→ **Trecho selecionado**
Um juiz americano pode intimar cidadãos estrangeiros para depor em um processo que corre em um tribunal federal dos EUA? Para o juiz David Herndon, de Illinois, a resposta é sim. Ele intimou 13 cientistas do laboratório alemão Boehringer Ingelheim International GmbH – dez pesquisadores alemães e três americanos residentes da Alemanha – a comparecer em seu tribunal para depor.

Mas o juiz não encontrou apoio suficiente em um tribunal superior para manter sua ordem. O tribunal de recursos de Chicago, Illinois, decidiu, por dois votos a um, que o juiz excedeu sua autoridade, ao ordenar que os depoimentos, que deveriam ser feitos em Amsterdã, Holanda, fossem transferidos para seu tribunal, nos EUA.

De acordo com o site Courthouse News Service, a Boehringer recorreu ao tribunal de recursos porque, além da intimação de cidadãos alemães e de americanos residentes na Alemanha, o juiz impôs uma multa de quase US$ 1 milhão à empresa. Segundo o juiz, o laboratório foi multado porque falhou na apresentação de provas antes do julgamento. A Boehringer teria cometido abusos no processo de “discovery”.

O tribunal de recursos discordou: “Um juiz federal só tem poder de intimar um cidadão americano, que reside em outro país, para comparecer em seu tribunal e depor, apenas se o testemunho do cidadão não puder ser obtido, de alguma outra forma admissível [em outro país] – e esse não é o caso aqui, porque o depoimento seria conduzido em Amsterdã”, escreveu o Juiz Richard Posner, pela maioria.

→ **Listagem fornecida**
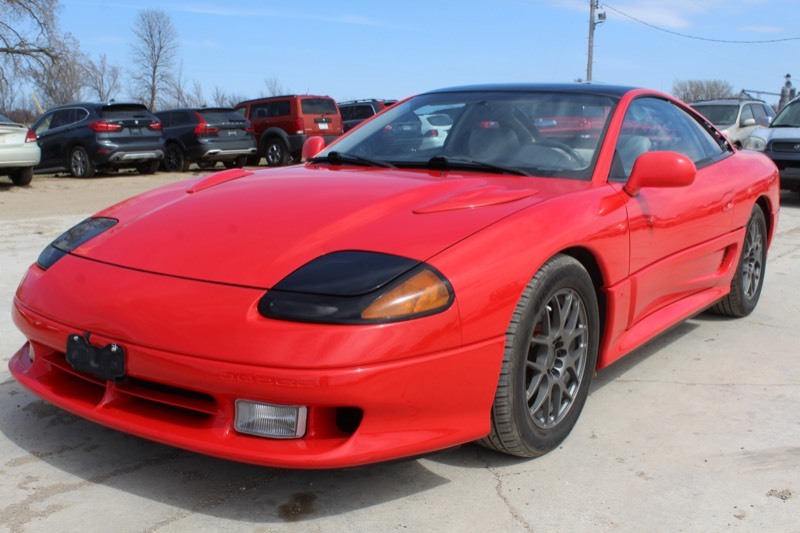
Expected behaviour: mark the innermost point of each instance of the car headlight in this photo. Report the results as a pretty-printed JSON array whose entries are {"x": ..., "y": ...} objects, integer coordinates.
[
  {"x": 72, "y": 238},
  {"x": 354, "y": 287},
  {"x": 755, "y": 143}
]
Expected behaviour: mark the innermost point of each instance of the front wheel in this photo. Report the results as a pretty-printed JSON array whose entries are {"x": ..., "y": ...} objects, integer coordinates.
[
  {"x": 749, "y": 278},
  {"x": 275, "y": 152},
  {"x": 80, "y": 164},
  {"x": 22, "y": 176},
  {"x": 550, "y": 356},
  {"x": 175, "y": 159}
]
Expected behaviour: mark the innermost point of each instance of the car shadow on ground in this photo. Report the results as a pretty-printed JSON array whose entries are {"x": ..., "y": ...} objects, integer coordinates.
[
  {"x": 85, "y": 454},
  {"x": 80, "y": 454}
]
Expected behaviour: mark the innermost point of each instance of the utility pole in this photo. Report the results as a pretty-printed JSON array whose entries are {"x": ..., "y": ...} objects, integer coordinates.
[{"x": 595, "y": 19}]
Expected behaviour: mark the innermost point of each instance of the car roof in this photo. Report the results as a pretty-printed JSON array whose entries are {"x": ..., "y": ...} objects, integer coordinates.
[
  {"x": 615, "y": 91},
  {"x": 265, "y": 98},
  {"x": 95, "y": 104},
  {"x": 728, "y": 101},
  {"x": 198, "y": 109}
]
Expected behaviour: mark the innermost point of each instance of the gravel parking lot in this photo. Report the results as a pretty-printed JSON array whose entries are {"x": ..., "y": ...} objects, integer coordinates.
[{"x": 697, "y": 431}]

...

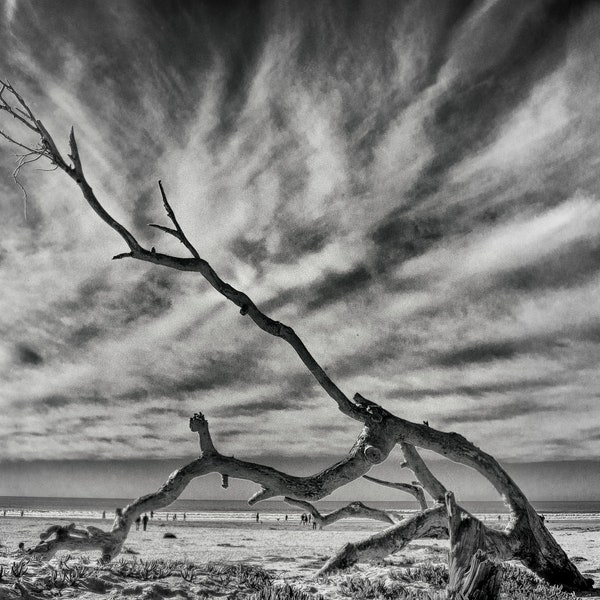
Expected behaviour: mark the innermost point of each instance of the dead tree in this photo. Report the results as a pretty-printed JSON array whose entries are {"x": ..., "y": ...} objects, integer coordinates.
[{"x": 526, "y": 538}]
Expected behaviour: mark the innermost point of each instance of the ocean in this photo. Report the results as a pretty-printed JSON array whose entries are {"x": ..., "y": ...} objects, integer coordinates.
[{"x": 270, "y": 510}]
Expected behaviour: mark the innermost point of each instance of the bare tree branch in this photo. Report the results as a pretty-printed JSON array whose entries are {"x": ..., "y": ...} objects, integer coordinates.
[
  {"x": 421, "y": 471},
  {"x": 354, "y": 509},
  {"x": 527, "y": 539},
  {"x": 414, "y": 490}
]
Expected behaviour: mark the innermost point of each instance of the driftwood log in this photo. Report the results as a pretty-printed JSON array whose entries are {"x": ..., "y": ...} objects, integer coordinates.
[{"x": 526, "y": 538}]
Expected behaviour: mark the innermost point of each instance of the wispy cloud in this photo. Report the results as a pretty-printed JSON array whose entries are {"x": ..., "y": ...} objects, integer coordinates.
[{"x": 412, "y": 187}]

---

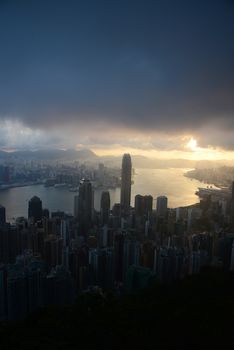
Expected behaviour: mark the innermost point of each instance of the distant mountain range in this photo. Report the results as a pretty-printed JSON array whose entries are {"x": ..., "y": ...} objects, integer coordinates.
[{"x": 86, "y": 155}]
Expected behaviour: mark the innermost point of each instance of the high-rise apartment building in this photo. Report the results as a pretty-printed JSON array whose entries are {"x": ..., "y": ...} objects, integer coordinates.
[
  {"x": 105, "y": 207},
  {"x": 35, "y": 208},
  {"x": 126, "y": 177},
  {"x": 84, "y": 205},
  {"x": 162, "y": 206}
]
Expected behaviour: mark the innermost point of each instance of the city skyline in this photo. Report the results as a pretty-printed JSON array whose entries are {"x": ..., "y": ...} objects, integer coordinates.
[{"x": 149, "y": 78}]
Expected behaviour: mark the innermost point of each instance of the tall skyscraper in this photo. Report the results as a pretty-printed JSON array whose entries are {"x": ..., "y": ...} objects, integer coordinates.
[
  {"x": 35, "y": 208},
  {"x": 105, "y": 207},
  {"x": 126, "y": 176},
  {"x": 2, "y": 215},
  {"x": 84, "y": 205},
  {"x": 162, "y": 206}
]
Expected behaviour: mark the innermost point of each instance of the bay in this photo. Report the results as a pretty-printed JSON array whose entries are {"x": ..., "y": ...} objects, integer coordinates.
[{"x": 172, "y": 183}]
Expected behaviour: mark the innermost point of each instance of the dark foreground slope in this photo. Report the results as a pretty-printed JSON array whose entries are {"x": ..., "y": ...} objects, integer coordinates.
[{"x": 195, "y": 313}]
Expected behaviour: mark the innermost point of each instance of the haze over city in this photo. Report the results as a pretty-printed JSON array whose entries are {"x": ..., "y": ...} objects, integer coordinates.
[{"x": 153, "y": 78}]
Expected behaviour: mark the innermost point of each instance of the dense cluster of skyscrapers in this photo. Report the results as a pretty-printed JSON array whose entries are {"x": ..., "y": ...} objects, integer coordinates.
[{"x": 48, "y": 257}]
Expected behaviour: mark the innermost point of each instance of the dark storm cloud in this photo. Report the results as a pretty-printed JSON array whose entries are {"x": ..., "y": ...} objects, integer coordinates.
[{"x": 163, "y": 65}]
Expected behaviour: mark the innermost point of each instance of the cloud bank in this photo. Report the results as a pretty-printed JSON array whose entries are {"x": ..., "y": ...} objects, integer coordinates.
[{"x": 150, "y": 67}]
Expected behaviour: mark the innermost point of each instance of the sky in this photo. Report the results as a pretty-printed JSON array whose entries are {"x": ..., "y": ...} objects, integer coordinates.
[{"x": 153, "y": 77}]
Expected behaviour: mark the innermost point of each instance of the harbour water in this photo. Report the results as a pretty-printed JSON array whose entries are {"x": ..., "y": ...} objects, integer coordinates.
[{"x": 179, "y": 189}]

→ **Exercícios**
[A] Resuma em duas frases o trecho sobre a intimação dos cientistas da Boehringer.
[B] Repita o trecho sobre a intimação dos cientistas da Boehringer a partir das palavras "Um juiz americano" e pare logo depois de "tribunal, nos EUA.".
[C] Escreva a continuação do trecho sobre a intimação dos cientistas da Boehringer a partir do ponto em que ele termina.

→ **Respostas**
[A] O juiz David Herndon, de Illinois, intimou 13 cientistas do laboratório alemão Boehringer Ingelheim a depor em seu tribunal e impôs à empresa uma multa de quase US$ 1 milhão por falhar na apresentação de provas. O tribunal de recursos de Chicago decidiu, por dois votos a um, que ele excedeu sua autoridade, já que os depoimentos seriam conduzidos em Amsterdã.

[B]
Um juiz americano pode intimar cidadãos estrangeiros para depor em um processo que corre em um tribunal federal dos EUA? Para o juiz David Herndon, de Illinois, a resposta é sim. Ele intimou 13 cientistas do laboratório alemão Boehringer Ingelheim International GmbH – dez pesquisadores alemães e três americanos residentes da Alemanha – a comparecer em seu tribunal para depor.

Mas o juiz não encontrou apoio suficiente em um tribunal superior para manter sua ordem. O tribunal de recursos de Chicago, Illinois, decidiu, por dois votos a um, que o juiz excedeu sua autoridade, ao ordenar que os depoimentos, que deveriam ser feitos em Amsterdã, Holanda, fossem transferidos para seu tribunal, nos EUA.

[C]
Se a lei não ampara o juiz para intimar cidadãos americanos que moram na Alemanha, muito menos o autoriza a intimar cidadãos alemães. “Estrangeiros que não estão nos Estados Unidos estão além do poder de intimação de qualquer tribunal americano, mesmo que seus depoimentos ou testemunhos não possam ser obtidos, de uma forma admissível, em qualquer outro lugar”, declarou a decisão.

Posner afirmou que tudo o que o juiz de primeira instância pode fazer com isso é arrumar uma encrenca nas relaações Estados Unidos-Alemanha. “Suponha que a Boehringer reclame ao governo alemão ou mesmo ao Departamento de Estado dos EUA que a ordem do juiz é ultra vires e  que viola a soberania da Alemanha. Nós precisamos disso?”, ele perguntou.

Porém, o juiz David Hamilton apresentou um voto dissidente e ficou do lado do juiz de primeiro grau. “Amplas fontes persuasivas do Direito mantêm que um tribunal pode ordenar funcionários, diretores e administradores de uma empresa estrangeria a comparecer à corte para fazer depoimentos nos Estados Unidos”, ele escreveu.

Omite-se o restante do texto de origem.